This also drops OSM columns we've translated into standard columns and writes the roadway network

In [None]:
roadway_network = step3_assign_county_node_link_numbering(
    links_gdf, nodes_gdf,
    county="San Francisco",
    output_dir=OUTPUT_DIR,
    output_formats=["geojson"]
)

## Step 4: Add centroids and centroid connectors
This modifies the roadway_network in place.

In [None]:
step4_add_centroids_and_connectors(
    roadway_network,
    county="San Francisco",
    output_dir=OUTPUT_DIR,
    output_formats=["geojson"]
)

In [None]:
# Let's take a look
# bbox_name arg can specify clipping area (one of 'SF_downtown''SF_financial_district''SF_mission')
# If none passed, will show SF
create_roadway_network_map(roadway_network.links_df, bbox_name="SF_downtown")

* _Problems_:
1. Return the part of the roadway network notebook starting with "## Step 4: Add" and going on through "(one of 'SF_downtown''SF_financial_district''SF_mission')".
2. According to the comments in the roadway network notebook, what does the bbox_name argument in the final call control, and what happens when no value is given?
The records come from a source unrelated to the roadway network notebook.

* _Given data_:
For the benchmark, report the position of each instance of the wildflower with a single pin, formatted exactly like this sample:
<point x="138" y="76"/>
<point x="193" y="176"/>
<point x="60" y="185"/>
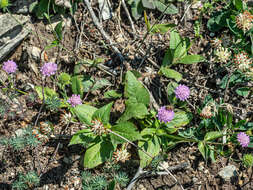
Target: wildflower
<point x="216" y="42"/>
<point x="242" y="61"/>
<point x="121" y="155"/>
<point x="243" y="139"/>
<point x="74" y="100"/>
<point x="223" y="54"/>
<point x="165" y="115"/>
<point x="182" y="92"/>
<point x="244" y="21"/>
<point x="206" y="112"/>
<point x="10" y="67"/>
<point x="48" y="69"/>
<point x="98" y="127"/>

* _Full solutions_:
1.
## Step 4: Add centroids and centroid connectors
This modifies the roadway_network in place.

In [None]:
step4_add_centroids_and_connectors(
    roadway_network,
    county="San Francisco",
    output_dir=OUTPUT_DIR,
    output_formats=["geojson"]
)

In [None]:
# Let's take a look
# bbox_name arg can specify clipping area (one of 'SF_downtown''SF_financial_district''SF_mission')

2. The bbox_name argument specifies the clipping area for the map. In this call it is set to "SF_downtown". If none is passed, the map shows SF.